> _Directions for this task_
Transcribe every record that appears below, exactly and in full.
─── Input ───
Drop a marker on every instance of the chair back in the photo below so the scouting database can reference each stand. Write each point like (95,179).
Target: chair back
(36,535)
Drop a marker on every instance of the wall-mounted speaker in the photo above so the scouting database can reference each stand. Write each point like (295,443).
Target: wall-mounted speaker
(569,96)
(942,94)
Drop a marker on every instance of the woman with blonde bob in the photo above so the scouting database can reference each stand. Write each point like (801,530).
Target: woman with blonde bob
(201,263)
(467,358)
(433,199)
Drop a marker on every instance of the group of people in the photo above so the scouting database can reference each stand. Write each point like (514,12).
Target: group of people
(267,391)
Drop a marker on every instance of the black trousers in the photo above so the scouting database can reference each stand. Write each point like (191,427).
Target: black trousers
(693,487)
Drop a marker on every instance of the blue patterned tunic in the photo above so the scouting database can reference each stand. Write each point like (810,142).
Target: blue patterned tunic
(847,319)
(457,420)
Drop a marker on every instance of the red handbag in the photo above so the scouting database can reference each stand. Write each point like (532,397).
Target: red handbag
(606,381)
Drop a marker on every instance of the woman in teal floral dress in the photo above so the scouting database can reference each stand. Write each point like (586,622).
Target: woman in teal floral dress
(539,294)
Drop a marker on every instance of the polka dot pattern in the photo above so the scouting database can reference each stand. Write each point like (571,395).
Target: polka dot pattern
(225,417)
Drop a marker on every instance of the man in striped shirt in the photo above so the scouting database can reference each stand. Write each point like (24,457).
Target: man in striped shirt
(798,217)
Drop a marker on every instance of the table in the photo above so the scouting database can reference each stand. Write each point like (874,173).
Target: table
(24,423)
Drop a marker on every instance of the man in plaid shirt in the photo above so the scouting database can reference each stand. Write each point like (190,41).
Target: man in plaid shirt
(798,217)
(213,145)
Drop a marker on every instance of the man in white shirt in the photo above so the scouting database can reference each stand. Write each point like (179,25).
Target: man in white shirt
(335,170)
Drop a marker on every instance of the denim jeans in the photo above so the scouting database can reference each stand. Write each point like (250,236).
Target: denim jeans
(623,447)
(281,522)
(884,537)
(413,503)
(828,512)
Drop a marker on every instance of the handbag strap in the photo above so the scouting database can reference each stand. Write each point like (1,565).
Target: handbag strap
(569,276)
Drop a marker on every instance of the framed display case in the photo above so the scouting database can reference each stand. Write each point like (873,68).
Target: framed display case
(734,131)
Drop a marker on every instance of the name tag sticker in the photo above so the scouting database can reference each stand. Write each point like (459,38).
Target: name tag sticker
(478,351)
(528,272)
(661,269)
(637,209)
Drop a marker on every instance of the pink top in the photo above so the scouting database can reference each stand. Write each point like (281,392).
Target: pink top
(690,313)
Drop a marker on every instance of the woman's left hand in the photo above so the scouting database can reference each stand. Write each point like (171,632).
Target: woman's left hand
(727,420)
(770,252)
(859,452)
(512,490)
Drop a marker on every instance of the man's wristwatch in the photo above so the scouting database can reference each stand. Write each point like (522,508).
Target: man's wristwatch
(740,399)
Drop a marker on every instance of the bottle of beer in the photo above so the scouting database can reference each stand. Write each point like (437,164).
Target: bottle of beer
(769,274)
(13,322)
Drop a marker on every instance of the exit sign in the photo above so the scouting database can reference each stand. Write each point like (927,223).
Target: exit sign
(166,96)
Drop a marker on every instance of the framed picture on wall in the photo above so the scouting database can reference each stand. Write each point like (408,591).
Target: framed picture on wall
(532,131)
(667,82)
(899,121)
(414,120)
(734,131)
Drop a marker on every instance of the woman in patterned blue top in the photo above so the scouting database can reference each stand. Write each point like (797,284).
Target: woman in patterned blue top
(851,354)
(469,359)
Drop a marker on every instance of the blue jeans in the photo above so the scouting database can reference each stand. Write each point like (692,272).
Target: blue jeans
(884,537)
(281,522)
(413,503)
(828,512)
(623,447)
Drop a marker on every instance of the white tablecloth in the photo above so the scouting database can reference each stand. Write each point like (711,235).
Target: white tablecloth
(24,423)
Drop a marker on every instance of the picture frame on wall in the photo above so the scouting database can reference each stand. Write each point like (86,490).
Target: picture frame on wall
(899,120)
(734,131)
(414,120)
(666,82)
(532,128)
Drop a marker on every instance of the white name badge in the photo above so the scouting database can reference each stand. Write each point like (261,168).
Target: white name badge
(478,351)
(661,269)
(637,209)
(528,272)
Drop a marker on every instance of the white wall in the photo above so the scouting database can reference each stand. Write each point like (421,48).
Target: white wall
───
> _Solution to this exercise_
Drop a marker on every instance of the chair back in the photo below so the scouting database can reference each stand. Write each point like (95,179).
Target: chair back
(36,535)
Drop a marker on every instance of the wall-mounted speaker in the photo above so the scouting database can reference each stand. Write each point like (295,443).
Target: wall-mounted speaker
(569,96)
(942,94)
Drop a marker on every instance of the woman with blonde bob in the photo above so the scouting database can reference each stand. Write each point like (801,530).
Target: woman with blonde bob
(201,263)
(467,358)
(433,199)
Drop a marker on every instance of the group of people in the photo above so the scouting database can reference each stand. Write each point like (514,12).
Target: group of people
(267,391)
Drop a marker on every instance of the black trousers in the photo above so the scouting database can reference each stand. Write each point like (191,427).
Target: black trousers
(693,487)
Drop a marker on every instance of the blue patterned tunic in the photo above so the scouting database can reference each stand. Write each point like (810,142).
Target: blue patterned tunic
(847,319)
(457,420)
Drop a marker on every instance of the red handbag in the photo above so the scouting database can reference each stand. Write each point like (532,397).
Target: red handbag
(606,381)
Drop a marker on every instance of the woman in teal floral dress in the photo above so the scouting database can reference each stand. Write each point like (586,622).
Target: woman in teal floral dress
(539,294)
Drop a marker on every instance of the polka dot pattern in the photo above so the scouting database can reference each stand. Write each point like (571,395).
Target: polka dot pattern
(225,417)
Drop a marker on every instance of the man in striped shirt in the photo above so the scouting database can reference each stand. Write each point like (24,457).
Target: man in striped shirt
(798,217)
Drop a marker on every instance of the table in the photo above so the scouting database can reference each stand. Write each point like (874,173).
Target: table
(24,423)
Drop a marker on every instance of the man in plaid shirt in the photo above so the scouting database can reference each stand. Write each point like (190,41).
Target: man in plaid shirt
(798,217)
(213,145)
Drop a marker on every instance of the man in white shirt in the photo above so the scouting database can reference each stand. Write each point like (179,25).
Target: man in white shirt
(335,170)
Drop a marker on every instance of the denim jeans in the photo above so the scouting database can reference each stand. Write each point like (250,236).
Target: denim jeans
(623,447)
(281,522)
(884,537)
(413,503)
(828,512)
Drop a marker on every instance of the handbag strap in the photo above so the scouting database can reference each stand. Write each point like (1,565).
Target: handbag strap
(569,276)
Drop a marker on every instance of the framed display case in the photo above so the scouting database can reference each stand. Write each point like (873,68).
Target: framed display case
(734,131)
Drop a marker on every instance of the name tag sticker in the photo above so the scouting database can reference each stand. Write each point like (459,38).
Target: name tag sticker
(478,351)
(528,272)
(661,269)
(637,209)
Drop a marker on every instance of the pink top in the photo above so the scouting database can reference each stand. Write each point like (281,392).
Target: pink top
(690,313)
Drop a marker on every instance of the woman's left hand in the photo above so the scouting database can reference each stand. Write each point like (171,632).
Target: woman's left hand
(727,420)
(770,252)
(859,452)
(512,490)
Drop a marker on every instance of the man's wristwatch in the photo above so the scouting database can reference each stand. Write each point like (522,508).
Target: man's wristwatch
(740,399)
Drop a marker on every instance of the bottle of beer in the photo above so the scouting database can reference each stand. Write each point like (437,164).
Target: bottle of beer
(769,274)
(13,322)
Drop a marker on every instance of the exit sign in the photo above so the scouting database can reference each stand. Write each point like (927,223).
Target: exit sign
(166,96)
Drop a marker on every instance of the framed picture on wall in the photo above so the scouting database can reference each stand. Write each point like (408,591).
Target: framed picture on wall
(532,131)
(667,82)
(899,121)
(414,120)
(734,131)
Drop a marker on every instance of the woman in patterned blue top in the photo above so the scouting database can reference each stand. Write each point like (797,284).
Target: woman in patterned blue top
(851,354)
(469,359)
Drop a marker on every instance of the blue jeans in the photo above so the scouting database can reference each stand. Write each point like (692,272).
Target: blue jeans
(884,537)
(281,522)
(413,503)
(828,512)
(623,447)
Drop a marker on every instance of the white tablecloth in the photo above so the scouting database can reference each stand. Write each point like (711,235).
Target: white tablecloth
(24,423)
Drop a marker on every instance of the picture frame on wall in the photo above so the scouting database can reference each stand. Write each point like (86,490).
Target: picture frame on wall
(899,120)
(734,131)
(414,120)
(666,82)
(532,128)
Drop a marker on every instance of the white name badge in the photo above so the scouting database can reference each stand. Write each point like (261,168).
Target: white name badge
(478,351)
(661,269)
(637,209)
(528,272)
Drop a marker on every instance of the white wall in the photo above so the scouting database can reference each stand. Write each point like (421,48).
Target: white wall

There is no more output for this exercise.